● What this task involves:
Could you please output all of the records exactly?

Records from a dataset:
*** Block opens ***

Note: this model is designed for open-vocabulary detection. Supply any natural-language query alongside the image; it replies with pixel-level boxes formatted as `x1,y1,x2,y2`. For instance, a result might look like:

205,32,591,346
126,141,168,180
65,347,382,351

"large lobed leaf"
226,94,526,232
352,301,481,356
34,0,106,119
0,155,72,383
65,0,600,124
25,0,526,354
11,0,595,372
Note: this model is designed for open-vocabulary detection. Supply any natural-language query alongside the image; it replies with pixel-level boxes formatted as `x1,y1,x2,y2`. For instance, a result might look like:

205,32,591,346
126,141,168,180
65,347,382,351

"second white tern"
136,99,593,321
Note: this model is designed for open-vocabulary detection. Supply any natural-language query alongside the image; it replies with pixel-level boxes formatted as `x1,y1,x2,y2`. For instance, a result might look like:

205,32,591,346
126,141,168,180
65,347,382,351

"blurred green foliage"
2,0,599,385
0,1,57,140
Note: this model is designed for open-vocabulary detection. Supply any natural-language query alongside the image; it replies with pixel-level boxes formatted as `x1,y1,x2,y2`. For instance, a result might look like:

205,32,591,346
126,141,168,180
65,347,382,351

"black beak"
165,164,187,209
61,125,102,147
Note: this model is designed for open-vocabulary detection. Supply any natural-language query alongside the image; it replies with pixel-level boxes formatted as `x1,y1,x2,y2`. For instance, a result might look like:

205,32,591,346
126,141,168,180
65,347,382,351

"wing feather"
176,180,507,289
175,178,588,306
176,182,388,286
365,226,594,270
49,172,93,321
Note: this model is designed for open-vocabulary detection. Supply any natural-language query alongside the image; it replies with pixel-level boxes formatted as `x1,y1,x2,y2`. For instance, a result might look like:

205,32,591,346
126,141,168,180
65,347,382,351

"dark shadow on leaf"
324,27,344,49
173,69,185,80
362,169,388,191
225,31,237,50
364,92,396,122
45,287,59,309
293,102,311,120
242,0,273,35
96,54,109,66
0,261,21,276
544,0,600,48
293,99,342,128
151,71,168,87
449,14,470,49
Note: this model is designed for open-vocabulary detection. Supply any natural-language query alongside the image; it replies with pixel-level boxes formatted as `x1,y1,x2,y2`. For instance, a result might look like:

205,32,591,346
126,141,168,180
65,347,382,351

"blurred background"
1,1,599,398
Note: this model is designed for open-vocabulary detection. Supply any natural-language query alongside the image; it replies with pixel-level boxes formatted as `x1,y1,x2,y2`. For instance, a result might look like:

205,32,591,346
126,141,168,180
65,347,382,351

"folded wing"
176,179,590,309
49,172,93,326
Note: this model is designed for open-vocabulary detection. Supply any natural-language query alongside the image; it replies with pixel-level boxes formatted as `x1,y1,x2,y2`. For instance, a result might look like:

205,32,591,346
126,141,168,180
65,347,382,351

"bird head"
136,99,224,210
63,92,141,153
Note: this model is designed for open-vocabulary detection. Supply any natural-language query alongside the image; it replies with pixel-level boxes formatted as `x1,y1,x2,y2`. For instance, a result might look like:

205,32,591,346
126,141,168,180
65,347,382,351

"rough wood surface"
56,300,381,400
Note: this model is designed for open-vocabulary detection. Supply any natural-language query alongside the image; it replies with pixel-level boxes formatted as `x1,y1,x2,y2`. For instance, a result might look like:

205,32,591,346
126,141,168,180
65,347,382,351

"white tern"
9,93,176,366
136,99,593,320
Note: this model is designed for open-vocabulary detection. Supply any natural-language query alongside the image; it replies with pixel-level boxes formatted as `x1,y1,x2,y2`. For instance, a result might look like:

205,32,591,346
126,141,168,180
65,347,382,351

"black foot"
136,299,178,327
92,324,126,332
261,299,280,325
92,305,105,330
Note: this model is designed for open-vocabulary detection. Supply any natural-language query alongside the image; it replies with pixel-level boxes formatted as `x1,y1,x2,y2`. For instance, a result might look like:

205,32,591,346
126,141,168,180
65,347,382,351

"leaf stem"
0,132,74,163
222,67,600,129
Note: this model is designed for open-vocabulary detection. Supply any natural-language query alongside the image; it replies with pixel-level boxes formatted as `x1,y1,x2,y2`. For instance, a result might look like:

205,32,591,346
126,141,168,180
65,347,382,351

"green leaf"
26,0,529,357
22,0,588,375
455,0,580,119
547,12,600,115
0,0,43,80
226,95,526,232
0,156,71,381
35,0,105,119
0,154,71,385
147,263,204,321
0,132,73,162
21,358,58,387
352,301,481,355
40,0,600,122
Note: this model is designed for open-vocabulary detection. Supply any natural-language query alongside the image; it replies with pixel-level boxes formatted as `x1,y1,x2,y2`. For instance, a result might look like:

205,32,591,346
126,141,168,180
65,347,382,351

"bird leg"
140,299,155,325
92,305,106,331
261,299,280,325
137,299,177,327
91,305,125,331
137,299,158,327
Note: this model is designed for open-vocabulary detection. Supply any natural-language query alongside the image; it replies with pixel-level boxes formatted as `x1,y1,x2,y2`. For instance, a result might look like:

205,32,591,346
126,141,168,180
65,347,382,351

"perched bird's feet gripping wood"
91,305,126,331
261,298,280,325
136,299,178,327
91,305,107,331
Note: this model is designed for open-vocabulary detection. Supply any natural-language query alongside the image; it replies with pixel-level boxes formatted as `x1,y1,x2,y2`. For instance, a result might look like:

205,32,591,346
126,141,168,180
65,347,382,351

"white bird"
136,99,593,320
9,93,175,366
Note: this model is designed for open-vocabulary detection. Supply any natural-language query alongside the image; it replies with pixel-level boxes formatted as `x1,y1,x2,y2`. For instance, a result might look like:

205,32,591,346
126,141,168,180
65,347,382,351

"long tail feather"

*** Block closes ***

● Solved exercise:
Note: this model is designed for open-vocabulary detection. Supply any natural-language query alongside the image; it replies with pixel-level boxes formatted as `x1,y1,x2,y2`. For instance, a result might look like:

205,32,591,346
126,141,168,180
65,347,382,351

"large lobed leaf"
226,94,526,232
352,301,481,356
34,0,106,119
0,155,72,383
65,0,600,124
25,0,526,354
11,0,595,372
Note: this model is designed for open-vocabulary detection. Supply any natural-language query alongside the image; it replies with pixel-level boxes formatted as `x1,y1,x2,y2`. For instance, a result might look like:

205,32,591,346
126,141,168,180
65,347,382,351

"second white tern"
136,99,593,321
Note: this model is designed for open-vocabulary detection. Supply any natural-language query alongside the image; it replies with pixel-level boxes formatted as `x1,y1,x2,y2`. For instance, a result might look like:

205,32,591,346
126,141,168,180
65,347,382,351

"blurred green foliage"
2,0,599,385
0,1,57,140
Note: this model is designed for open-vocabulary detection. Supply any natural-language query alongside the image; it replies with pixel-level boxes formatted as `x1,y1,x2,y2`. For instance, a result might look like:

205,32,591,346
126,141,168,180
65,347,382,351

"black beak"
165,164,187,209
61,125,102,147
Note: this model is designed for open-vocabulary detection. Supply any natural-language query alongside the image; it replies with pixel-level boxes formatted as `x1,y1,x2,y2`. For instance, a result might look like:

205,32,591,346
126,141,168,180
65,347,382,351

"wing feather"
176,180,507,289
175,178,588,306
176,182,388,286
365,226,594,270
49,172,93,321
Note: this model is designed for open-vocabulary detection. Supply any natural-language query alongside the image; it replies with pixel-level boxes formatted as `x1,y1,x2,y2`. For instance, a result might look like:

205,32,591,346
126,141,168,180
65,347,382,351

"dark shadow on leaf"
324,27,344,49
173,69,185,80
362,169,388,191
225,31,237,50
364,92,396,122
45,287,59,309
293,102,311,120
242,0,273,35
96,54,109,66
0,261,21,276
544,0,600,48
293,99,342,128
151,71,168,87
449,14,470,49
Note: this model is designed for open-vocabulary detection. Supply any natural-language query alongside the image; it replies with pixel-level boxes formatted as `x1,y1,x2,y2`. For instance, a result might look like:

205,32,591,346
126,141,168,180
65,347,382,351

"blurred background"
1,1,599,398
Note: this model is designed for open-vocabulary detection. Supply any natural-language query alongside the image; it replies with pixel-level boxes formatted as `x1,y1,x2,y2`. For instance, a result might look like:

205,32,591,346
126,141,168,180
65,347,382,351

"folded wing"
176,179,590,309
49,172,93,326
Note: this model is designed for open-vocabulary detection. Supply any natural-language query alongside the image; it replies with pixel-level boxes formatted as `x1,y1,x2,y2`. For instance, a result might look like:

205,32,591,346
126,141,168,180
65,347,382,351

"bird head"
136,99,224,210
63,92,141,153
Note: this model is designed for open-vocabulary detection. Supply any natural-language query alongside the image; it replies with pixel-level boxes formatted as `x1,y1,x2,y2`. For instance, a result might look like:

205,32,591,346
126,141,168,180
65,347,382,351

"rough wood surface"
56,300,381,400
Note: this model is designed for open-vocabulary detection. Supply any natural-language query alongside the image; it replies with pixel-level boxes formatted as `x1,y1,x2,y2`. For instance, a result might look like:

205,32,591,346
126,141,168,180
65,347,382,351

"white tern"
9,93,176,366
136,99,593,320
Note: this model is designed for open-vocabulary detection. Supply any natural-language query alongside the image; it replies with pixel-level boxes formatted as `x1,y1,x2,y2`. For instance, a result might look like:

205,32,591,346
126,141,168,180
65,347,382,351

"black foot"
136,299,178,327
92,324,126,332
261,299,280,325
92,305,105,330
Note: this model is designed for open-vocabulary detection. Supply any natural-language query alongside the image; it replies with pixel-level boxes formatted as `x1,y1,x2,y2`. For instance, a result might look like:

205,32,591,346
126,141,168,180
65,347,382,351

"leaf stem"
0,132,74,163
222,67,600,129
Note: this model is designed for open-vocabulary detection. Supply any natural-language query alongside the image; it replies with pixel-level boxes formatted as `x1,y1,x2,y2`. For instance, a result might look like:

205,32,591,346
126,141,168,180
65,347,382,351

"green leaf"
26,0,529,357
22,0,588,375
455,0,580,119
547,12,600,115
0,0,43,80
226,95,526,232
0,156,71,381
35,0,105,119
0,154,71,385
147,263,204,321
0,132,73,162
21,358,58,387
352,301,481,355
40,0,600,122
Note: this model is designed for open-vocabulary detection. Supply any natural-language query alongside the image; it replies with pixel-level boxes formatted as `x1,y1,x2,y2`. For instance, a result might look like:

205,32,591,346
126,141,168,180
65,347,382,351

"bird leg"
140,299,155,325
92,305,106,331
261,299,280,325
137,299,177,327
91,305,125,331
137,299,158,327
Note: this model is designed for open-vocabulary detection. Supply any natural-language query alongside the image; it replies with pixel-level boxes formatted as `x1,y1,x2,y2`. For instance, a result might look like:

205,32,591,346
126,141,168,180
65,347,382,351

"perched bird's feet gripping wood"
91,305,126,331
261,298,280,325
136,299,178,327
91,305,107,331
Note: this model is designed for open-vocabulary detection. Supply any natural-language query alongside the image; it replies with pixel-level boxes formatted as `x1,y1,x2,y2`. For instance, a result might look like:

205,32,591,346
126,141,168,180
65,347,382,351

"white bird"
136,99,593,320
9,93,175,366
Note: this model is designed for open-vocabulary detection. Supply any natural-language query alongside the image; it replies with pixel-level boxes formatted as `x1,y1,x2,y2`. For instance, a result might look like:

205,32,591,346
126,141,168,180
65,347,382,351

"long tail feather"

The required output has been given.